• Excerpted text:
╔══

Monday, April 16, 2012

Ken Alpern on High-Speed Rail: Planning, Consensus and Funding.


This is an excellent, but slightly edited (by me) article from Los Angeles; CITY WATCH. It was dated this afternoon at 3:06pm

Alpern cites some local bad examples pertaining only to the Los Angeles area. But he does devote considerable space to the high-speed rail debacle and how extremely badly it's been managed.  

Our own solution to this is simply to terminate it and save a vast amount of tax dollars, not lose very many jobs more than made up with infrastructure repair, and not build something that is absolutely not needed in California.

As Alpern puts it so well, we could use greater rail adjuncts to our driving, since our urban and regional highways are so crowded; that is to say, the demand is already there.  The driving-replacement public mass transit upgrades don't have to be a top of the line, fancy-pants railroads going zillions of miles per hour. They can be a highly improved, multi-modal commuter system NETWORK, including rail, connecting many distributed regions together throughout the LA Basin, and likewise in the Bay Area.

╚══

• Provided data:

╔══

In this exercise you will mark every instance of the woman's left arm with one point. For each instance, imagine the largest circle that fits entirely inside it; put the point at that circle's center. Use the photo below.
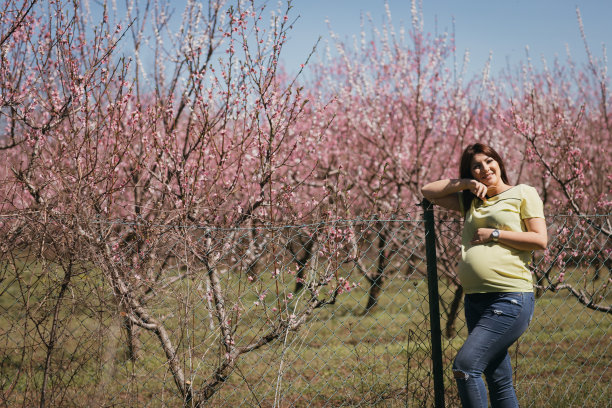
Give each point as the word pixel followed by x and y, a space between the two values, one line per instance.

╚══

• The task: In the post on high-speed rail, at what time was the edited article dated?

• Solution: 3:06pm